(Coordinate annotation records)
>>>
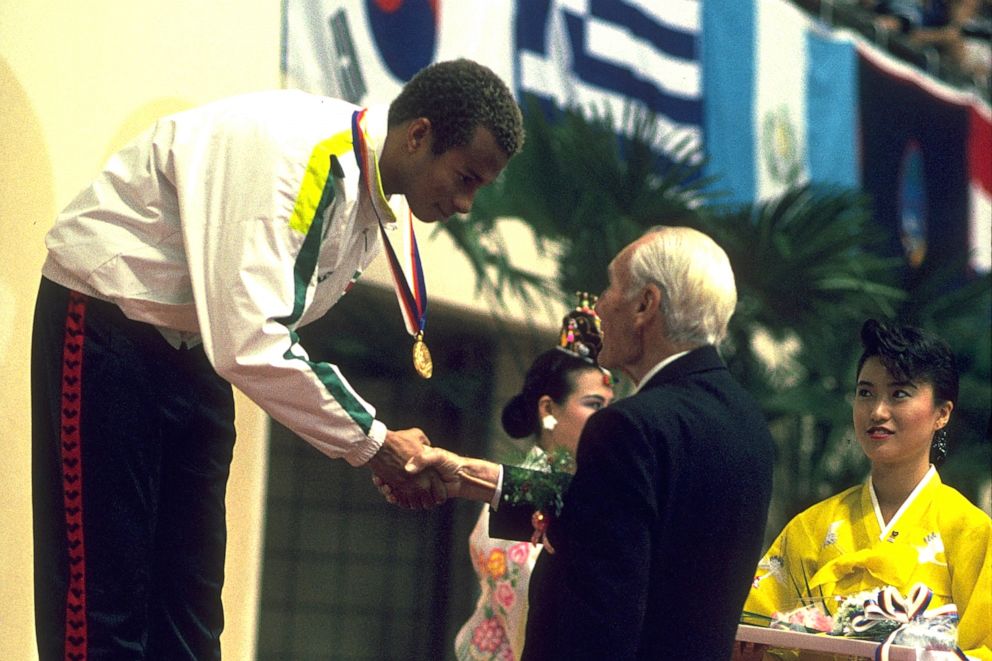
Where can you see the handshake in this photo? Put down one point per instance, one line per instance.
(412, 474)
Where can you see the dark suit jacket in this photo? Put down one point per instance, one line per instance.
(662, 525)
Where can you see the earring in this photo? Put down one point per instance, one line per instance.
(938, 447)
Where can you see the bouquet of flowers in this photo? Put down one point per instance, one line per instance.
(881, 615)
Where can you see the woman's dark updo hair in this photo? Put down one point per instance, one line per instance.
(911, 354)
(553, 374)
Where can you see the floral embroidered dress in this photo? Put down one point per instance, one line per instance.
(841, 546)
(495, 630)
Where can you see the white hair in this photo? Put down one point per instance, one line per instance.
(697, 284)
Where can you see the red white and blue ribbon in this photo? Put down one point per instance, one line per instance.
(411, 293)
(889, 605)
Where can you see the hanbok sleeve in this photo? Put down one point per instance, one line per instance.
(969, 560)
(781, 579)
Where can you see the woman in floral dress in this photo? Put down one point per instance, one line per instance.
(562, 388)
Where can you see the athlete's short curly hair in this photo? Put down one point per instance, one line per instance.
(457, 97)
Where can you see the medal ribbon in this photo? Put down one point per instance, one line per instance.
(412, 299)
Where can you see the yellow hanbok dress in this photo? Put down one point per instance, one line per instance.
(841, 546)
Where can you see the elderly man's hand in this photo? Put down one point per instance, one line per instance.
(412, 491)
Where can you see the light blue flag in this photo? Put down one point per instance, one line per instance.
(780, 99)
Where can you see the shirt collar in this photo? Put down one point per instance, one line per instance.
(657, 368)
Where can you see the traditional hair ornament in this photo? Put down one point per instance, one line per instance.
(938, 447)
(580, 332)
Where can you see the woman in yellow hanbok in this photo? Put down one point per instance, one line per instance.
(903, 526)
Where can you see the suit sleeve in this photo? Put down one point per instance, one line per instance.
(604, 542)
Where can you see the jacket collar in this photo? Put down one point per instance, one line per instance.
(701, 359)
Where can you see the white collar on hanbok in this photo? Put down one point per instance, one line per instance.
(886, 528)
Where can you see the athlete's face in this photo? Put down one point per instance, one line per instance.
(441, 185)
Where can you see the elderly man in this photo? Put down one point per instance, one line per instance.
(663, 522)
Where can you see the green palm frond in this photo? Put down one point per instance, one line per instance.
(588, 183)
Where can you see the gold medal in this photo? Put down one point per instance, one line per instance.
(422, 357)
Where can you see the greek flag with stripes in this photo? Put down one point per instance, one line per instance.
(604, 54)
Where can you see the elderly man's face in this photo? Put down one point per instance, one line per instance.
(616, 313)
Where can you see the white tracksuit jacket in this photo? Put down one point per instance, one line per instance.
(232, 224)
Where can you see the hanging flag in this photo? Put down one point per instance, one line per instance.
(780, 99)
(605, 54)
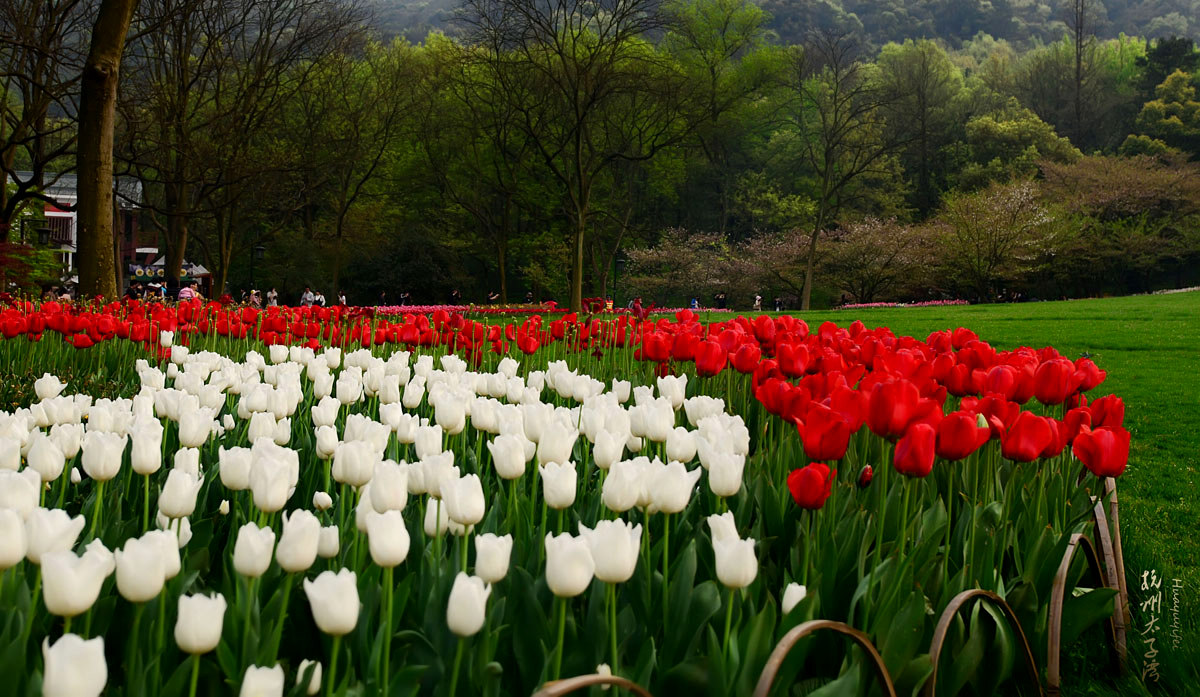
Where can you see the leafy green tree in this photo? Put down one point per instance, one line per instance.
(1173, 120)
(923, 110)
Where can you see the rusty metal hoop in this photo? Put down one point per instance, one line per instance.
(943, 626)
(798, 632)
(1054, 641)
(568, 685)
(1109, 533)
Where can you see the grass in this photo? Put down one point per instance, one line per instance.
(1150, 347)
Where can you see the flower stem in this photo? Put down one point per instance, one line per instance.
(97, 510)
(612, 625)
(729, 623)
(457, 664)
(333, 667)
(666, 568)
(562, 632)
(196, 674)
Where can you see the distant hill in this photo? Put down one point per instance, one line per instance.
(877, 22)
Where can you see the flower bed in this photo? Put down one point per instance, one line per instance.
(443, 505)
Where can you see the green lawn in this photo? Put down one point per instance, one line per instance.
(1150, 347)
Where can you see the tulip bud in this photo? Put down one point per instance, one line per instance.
(102, 454)
(387, 538)
(252, 550)
(49, 530)
(73, 667)
(329, 544)
(389, 486)
(723, 527)
(234, 467)
(178, 498)
(354, 462)
(167, 542)
(671, 487)
(45, 456)
(199, 622)
(556, 443)
(492, 557)
(681, 445)
(736, 563)
(145, 455)
(299, 541)
(558, 484)
(623, 486)
(12, 539)
(792, 595)
(467, 607)
(19, 491)
(615, 546)
(463, 499)
(262, 682)
(71, 584)
(141, 569)
(48, 386)
(569, 565)
(508, 455)
(315, 680)
(334, 599)
(195, 427)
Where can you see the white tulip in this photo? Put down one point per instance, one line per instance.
(558, 484)
(388, 538)
(615, 546)
(299, 541)
(334, 599)
(199, 622)
(252, 550)
(73, 667)
(569, 565)
(467, 607)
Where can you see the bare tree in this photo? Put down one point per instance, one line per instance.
(42, 50)
(203, 85)
(97, 115)
(588, 89)
(837, 110)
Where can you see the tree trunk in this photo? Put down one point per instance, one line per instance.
(97, 112)
(577, 265)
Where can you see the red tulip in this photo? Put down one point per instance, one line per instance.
(745, 358)
(711, 359)
(825, 432)
(1077, 420)
(1055, 380)
(811, 485)
(1026, 438)
(793, 359)
(1089, 373)
(1104, 451)
(1108, 410)
(892, 406)
(915, 451)
(959, 434)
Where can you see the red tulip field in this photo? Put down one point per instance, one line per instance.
(205, 499)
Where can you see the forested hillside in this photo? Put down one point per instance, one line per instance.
(877, 22)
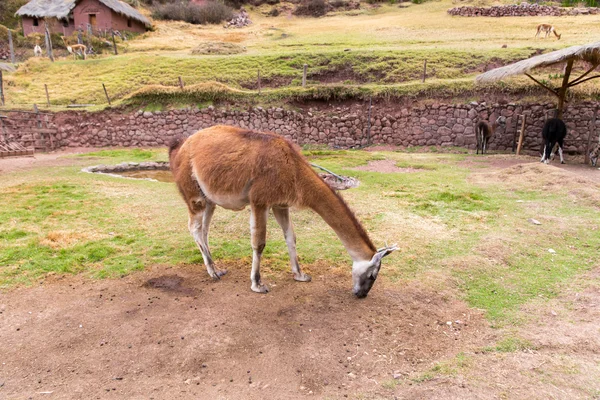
<<<
▶ Set exercise: Arrange the stretch of records from the line that contains "Where can you see the elderly man's hand" through the line that contains "(1109, 533)" as a Markdown table with the columns Row and Content, giving each line its own numbered row and leaving out blank lines. Omit the pictures from the table.

▶ Written reply:
| Row | Content |
|---|---|
| 1 | Where can you see the elderly man's hand in this photo? Put down one point per instance, one line per instance. |
| 2 | (412, 491) |
| 3 | Where can you see the light blue flag in this photo? Put down one point per instance, one line per instance. |
| 4 | (780, 99) |
| 5 | Where can you see the shirt collar in this photo? Put down one point per instance, one line per instance. |
| 6 | (657, 368) |
| 7 | Where can you see the traditional hair ornament in this photo? Put down one point per instance, one line per instance. |
| 8 | (938, 447) |
| 9 | (580, 332) |
| 10 | Where can you see the woman in yellow hanbok in this photo? Put down one point per instance, one line per instance. |
| 11 | (903, 526) |
| 12 | Where can you see the suit sleeve in this photo? Put down one point per instance, one line per instance. |
| 13 | (604, 542) |
| 14 | Where can you see the jacket collar in this photo? Put down one point per instance, one line per instance. |
| 15 | (701, 359) |
| 16 | Where can you see the white collar on hanbok in this photo? Put down one point per instance, one line per instance. |
| 17 | (886, 528) |
| 18 | Where can you see the athlete's face in this photo? Put down one point per instance, one line per instance. |
| 19 | (441, 185) |
| 20 | Where can you see the elderly man in this photo? Put down one point per instance, one line per instance. |
| 21 | (663, 522) |
| 22 | Where can you see the green palm frond in this photo? Put down one point per instance, one line per instance. |
| 23 | (588, 183) |
| 24 | Where can you see the gold medal in this photo? Put down one point per instance, one line per instance. |
| 25 | (422, 357) |
| 26 | Where can you see the greek flag with stripes in this photo? Put down one point per instance, one line per instance. |
| 27 | (604, 54) |
| 28 | Where can you see the elderly man's face in this photo? Put down one point per instance, one line per instance. |
| 29 | (616, 313) |
| 30 | Where can you see the white tracksuit jacket in this photo? Put down one point per instance, one line per instance. |
| 31 | (232, 224) |
| 32 | Where can you see the hanging flag in this photo? Put down one point per instance, one line per instance. |
| 33 | (780, 99) |
| 34 | (605, 54) |
| 35 | Where can you see the leafy green tree in this photo? Put down one point per instance, one line per instance. |
| 36 | (1173, 120) |
| 37 | (923, 110) |
| 38 | Where can you see the rusty metal hoop in this photo? Put down one point per instance, one line per instance. |
| 39 | (943, 626) |
| 40 | (798, 632) |
| 41 | (1054, 641) |
| 42 | (568, 685) |
| 43 | (1109, 533) |